_Task to complete:_
Present every line of the material below as a numbered list, leaving out any blank lines.

_Dataset rows:_

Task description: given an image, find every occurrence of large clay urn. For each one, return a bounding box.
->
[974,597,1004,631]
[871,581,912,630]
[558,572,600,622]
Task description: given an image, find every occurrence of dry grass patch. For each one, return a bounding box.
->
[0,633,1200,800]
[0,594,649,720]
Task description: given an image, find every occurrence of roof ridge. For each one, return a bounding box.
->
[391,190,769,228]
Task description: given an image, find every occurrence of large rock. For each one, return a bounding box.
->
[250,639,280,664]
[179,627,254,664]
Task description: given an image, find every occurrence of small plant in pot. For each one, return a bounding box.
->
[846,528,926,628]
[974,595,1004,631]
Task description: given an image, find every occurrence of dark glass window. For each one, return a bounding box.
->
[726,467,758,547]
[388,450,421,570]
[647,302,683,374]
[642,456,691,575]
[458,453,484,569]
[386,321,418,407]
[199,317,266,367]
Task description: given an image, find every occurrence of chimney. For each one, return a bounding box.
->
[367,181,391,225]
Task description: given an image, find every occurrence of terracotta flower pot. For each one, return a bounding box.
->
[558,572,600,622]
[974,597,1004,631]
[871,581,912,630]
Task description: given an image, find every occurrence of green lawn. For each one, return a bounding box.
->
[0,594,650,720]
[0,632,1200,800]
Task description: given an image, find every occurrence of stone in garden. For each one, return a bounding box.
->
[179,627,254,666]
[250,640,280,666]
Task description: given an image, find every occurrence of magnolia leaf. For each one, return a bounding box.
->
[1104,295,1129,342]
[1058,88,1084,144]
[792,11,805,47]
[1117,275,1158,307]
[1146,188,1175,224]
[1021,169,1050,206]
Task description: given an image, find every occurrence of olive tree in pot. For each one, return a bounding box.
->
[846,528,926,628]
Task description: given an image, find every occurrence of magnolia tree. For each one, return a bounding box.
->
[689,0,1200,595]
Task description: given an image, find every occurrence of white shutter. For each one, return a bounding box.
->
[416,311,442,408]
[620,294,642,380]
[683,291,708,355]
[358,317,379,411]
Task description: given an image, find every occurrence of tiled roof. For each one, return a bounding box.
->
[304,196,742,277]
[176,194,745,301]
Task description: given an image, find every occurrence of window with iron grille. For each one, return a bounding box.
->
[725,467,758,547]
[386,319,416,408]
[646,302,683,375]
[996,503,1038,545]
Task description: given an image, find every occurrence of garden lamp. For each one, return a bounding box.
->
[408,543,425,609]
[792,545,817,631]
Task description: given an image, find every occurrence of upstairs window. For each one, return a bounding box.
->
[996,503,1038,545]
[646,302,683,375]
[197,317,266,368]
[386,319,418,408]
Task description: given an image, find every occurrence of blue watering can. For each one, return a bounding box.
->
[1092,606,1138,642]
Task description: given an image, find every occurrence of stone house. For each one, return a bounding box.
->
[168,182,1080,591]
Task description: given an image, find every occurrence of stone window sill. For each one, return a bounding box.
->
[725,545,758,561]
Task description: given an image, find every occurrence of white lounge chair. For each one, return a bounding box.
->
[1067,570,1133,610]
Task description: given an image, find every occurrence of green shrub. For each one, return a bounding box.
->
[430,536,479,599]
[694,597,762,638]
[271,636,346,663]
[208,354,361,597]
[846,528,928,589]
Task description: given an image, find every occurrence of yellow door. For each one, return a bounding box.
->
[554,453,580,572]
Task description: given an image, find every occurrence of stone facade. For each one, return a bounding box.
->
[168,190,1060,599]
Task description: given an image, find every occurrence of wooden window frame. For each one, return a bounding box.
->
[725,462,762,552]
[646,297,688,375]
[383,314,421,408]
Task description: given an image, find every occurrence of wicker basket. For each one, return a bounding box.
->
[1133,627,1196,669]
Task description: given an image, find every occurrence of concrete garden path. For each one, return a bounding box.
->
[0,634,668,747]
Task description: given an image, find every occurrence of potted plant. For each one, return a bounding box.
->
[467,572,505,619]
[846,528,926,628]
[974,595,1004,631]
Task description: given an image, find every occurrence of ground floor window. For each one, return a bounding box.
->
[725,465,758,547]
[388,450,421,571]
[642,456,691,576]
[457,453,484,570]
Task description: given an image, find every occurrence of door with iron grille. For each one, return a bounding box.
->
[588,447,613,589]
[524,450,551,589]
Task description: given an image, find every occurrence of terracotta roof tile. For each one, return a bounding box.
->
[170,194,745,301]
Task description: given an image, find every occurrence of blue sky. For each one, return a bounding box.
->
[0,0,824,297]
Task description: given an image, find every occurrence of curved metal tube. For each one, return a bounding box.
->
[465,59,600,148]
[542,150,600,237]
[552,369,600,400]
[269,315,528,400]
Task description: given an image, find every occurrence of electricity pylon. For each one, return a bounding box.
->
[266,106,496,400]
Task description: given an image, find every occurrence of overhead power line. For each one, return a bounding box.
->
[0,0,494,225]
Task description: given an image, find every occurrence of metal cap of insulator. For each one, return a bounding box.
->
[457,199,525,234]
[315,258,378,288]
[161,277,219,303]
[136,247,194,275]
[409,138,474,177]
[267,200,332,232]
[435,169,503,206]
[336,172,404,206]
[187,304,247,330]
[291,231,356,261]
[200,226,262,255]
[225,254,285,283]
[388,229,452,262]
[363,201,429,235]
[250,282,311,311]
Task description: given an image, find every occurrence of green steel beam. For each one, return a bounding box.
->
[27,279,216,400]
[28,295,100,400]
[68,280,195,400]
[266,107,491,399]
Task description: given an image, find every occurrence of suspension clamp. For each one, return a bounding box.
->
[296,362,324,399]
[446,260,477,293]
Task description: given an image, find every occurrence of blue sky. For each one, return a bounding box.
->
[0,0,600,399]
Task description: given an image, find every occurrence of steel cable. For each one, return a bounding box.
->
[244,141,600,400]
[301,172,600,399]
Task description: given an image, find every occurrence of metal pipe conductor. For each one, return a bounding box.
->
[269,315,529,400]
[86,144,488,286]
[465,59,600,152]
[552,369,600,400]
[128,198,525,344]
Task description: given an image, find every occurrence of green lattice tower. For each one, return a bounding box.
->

_The completed task:_
1. Task description: given an image, find every occurrence of large clay urn. For each one, return a bounding box.
2. ->
3. [974,597,1004,631]
4. [871,581,912,630]
5. [558,572,600,622]
6. Task description: given an image, find every occurrence of dry grass patch. For each one, return a bounding box.
7. ->
8. [0,633,1200,800]
9. [0,594,649,720]
10. Task description: given an image, find every occurrence of roof ridge. For each one, return a bounding box.
11. ->
12. [391,190,769,228]
13. Task description: given an image, find every occurrence of large rock. For each one, return a bounding box.
14. ->
15. [250,639,280,664]
16. [179,627,254,664]
17. Task description: given an image, find every occurrence of small plant in pot. For each one, return a bounding box.
18. ->
19. [846,528,926,628]
20. [974,595,1004,631]
21. Task description: given an image, find every occurrence of dark glass window. For each one, return a bounding box.
22. ->
23. [726,467,758,547]
24. [388,450,421,570]
25. [647,302,683,374]
26. [642,456,691,575]
27. [458,453,484,569]
28. [386,321,418,407]
29. [199,317,266,367]
30. Task description: given an image, find every occurrence of chimney. For each one, return a bounding box.
31. ->
32. [367,181,391,225]
33. Task description: given an image, find every occurrence of terracotta flower pot. For each one, return a bounding box.
34. ->
35. [558,572,600,622]
36. [974,597,1004,631]
37. [871,581,912,630]
38. Task description: given an image, find every occurrence of green lawn. For each one, return a bounding box.
39. ->
40. [0,594,650,720]
41. [0,632,1200,800]
42. Task description: given an image, find every occurrence of stone in garden. For each one, return a bounding box.
43. ->
44. [179,627,254,666]
45. [250,640,280,666]
46. Task description: given an image, find every occurrence of magnolia leaf. For each one, return a bounding box.
47. ->
48. [1104,295,1129,342]
49. [1058,88,1084,144]
50. [792,11,805,47]
51. [1117,275,1158,307]
52. [1146,188,1175,224]
53. [1021,169,1050,206]
54. Task description: given an image, find every occurrence of olive tree in pot. For each one, return a bounding box.
55. ->
56. [846,528,926,628]
57. Task description: given an image, find every occurrence of magnolia tree. For each one, return a bounding box.
58. ->
59. [689,0,1200,595]
60. Task description: given an image, find every occurrence of white shutter. For each one, return a bounding box.
61. ->
62. [416,311,442,408]
63. [620,294,642,380]
64. [683,291,708,355]
65. [358,317,379,411]
66. Task description: given an image, find every occurrence of tiled roof. For each one, return a bounding box.
67. ->
68. [304,196,742,277]
69. [176,194,745,301]
70. Task description: given an image, find every occurrence of window with iron grille. For each one, return a bounding box.
71. ->
72. [725,467,758,547]
73. [386,319,416,408]
74. [646,302,683,375]
75. [996,503,1038,545]
76. Task description: given an image, find every occurrence of garden lamp. For each one, return a bounding box.
77. ->
78. [408,543,425,609]
79. [792,545,817,631]
80. Task description: given an image, find every occurrence of upstairs window. For each one, return a bounding box.
81. ->
82. [996,503,1038,545]
83. [646,302,683,375]
84. [197,317,266,368]
85. [386,319,418,408]
86. Task description: given an image, find every occurrence of blue watering can. For each one, return a bounding box.
87. ->
88. [1092,606,1138,642]
89. Task description: given an image, find every occurrence of stone house. For each one, return a bounding box.
90. ->
91. [168,182,1080,591]
92. Task description: given an image, find every occurrence of stone window sill. For each one, return a bounding box.
93. ->
94. [725,545,758,561]
95. Task description: given an image, find every occurrence of white lounge chair. For each one, return a bounding box.
96. ->
97. [1067,570,1133,610]
98. Task description: given an image, find every occurrence of green shrub. For each one, return a bounding box.
99. ->
100. [430,536,479,599]
101. [694,597,762,638]
102. [271,636,346,663]
103. [208,354,361,597]
104. [846,528,928,589]
105. Task description: given an image, find every occurrence of yellow door. For each one, return a bounding box.
106. ->
107. [554,453,580,572]
108. Task description: given an image, find every occurrence of stone facade. For each one, return a bounding box.
109. ->
110. [168,190,1060,599]
111. Task description: given an image, find every occurrence of wooden window frame. For each one, return a bounding box.
112. ->
113. [725,462,762,552]
114. [646,297,688,375]
115. [383,314,421,408]
116. Task description: given an image, find every occurrence of wicker basket. For each one, return a bounding box.
117. ->
118. [1133,627,1196,669]
119. Task description: given an image, find every occurrence of concrete garden path. For each one, return a bounding box.
120. ->
121. [0,634,668,747]
122. Task description: given an image, find every occurrence of potted plant. For each one, return a bounding box.
123. ->
124. [467,572,505,619]
125. [846,528,926,628]
126. [974,595,1004,631]
127. Task description: given an image, find every occurrence of ground floor window. For each one, return a bounding box.
128. ->
129. [725,465,758,547]
130. [388,450,421,571]
131. [642,456,691,576]
132. [457,453,484,570]
133. Task description: given an image, find every occurrence of door with iron grille. For each one, return a bounding box.
134. ->
135. [588,447,613,589]
136. [524,450,551,589]
137. Task description: given an image, find every occurrence of terracotta roof tile. For each one, return a bounding box.
138. ->
139. [170,194,745,301]
140. Task description: given an image, find every occurrence of blue sky. For each one, return a bounding box.
141. ->
142. [0,0,824,297]
143. Task description: given an image, find every occurrence of curved metal tube. For each one, return a bounding box.
144. ->
145. [465,59,600,148]
146. [542,150,600,237]
147. [552,369,600,400]
148. [269,315,528,400]
149. Task description: given an image, find every occurrence of electricity pylon. For each one, return a bounding box.
150. ->
151. [266,106,496,400]
152. Task description: given an image, find every occurrence of overhead power line. For each one, return a bounding box.
153. ->
154. [0,0,494,225]
155. Task description: given an image, find every occurrence of metal cap of insulator. For each one, return a bounding box.
156. ->
157. [457,199,525,234]
158. [315,258,378,288]
159. [161,277,219,303]
160. [136,247,194,275]
161. [409,138,474,177]
162. [267,200,332,232]
163. [435,169,503,206]
164. [336,172,404,206]
165. [187,304,247,330]
166. [291,231,356,261]
167. [200,226,262,255]
168. [225,254,285,283]
169. [388,229,452,262]
170. [363,201,429,235]
171. [250,282,311,311]
172. Task description: given an image, find every occurrence of green steel beam. For each one, return a bounding box.
173. ->
174. [27,279,216,400]
175. [28,295,100,400]
176. [68,280,195,400]
177. [266,107,491,399]
178. Task description: given an image, find every occurrence of suspension clamp. For each one, return a bounding box.
179. ->
180. [296,362,324,399]
181. [446,260,477,293]
182. Task description: given an image, find every occurrence of blue sky. For each one, return a bounding box.
183. ->
184. [0,0,600,399]
185. Task description: given an image, find every occurrence of steel cable. For each one, return a bounding box.
186. ->
187. [244,141,600,400]
188. [301,172,600,399]
189. Task description: given an image, find every occurrence of metal pipe conductor. For each one, return a bounding box.
190. ->
191. [269,315,529,400]
192. [86,144,488,286]
193. [465,59,600,152]
194. [552,369,600,400]
195. [128,198,525,344]
196. Task description: given an image, find every occurrence of green lattice tower. For each one, return a bounding box.
197. ->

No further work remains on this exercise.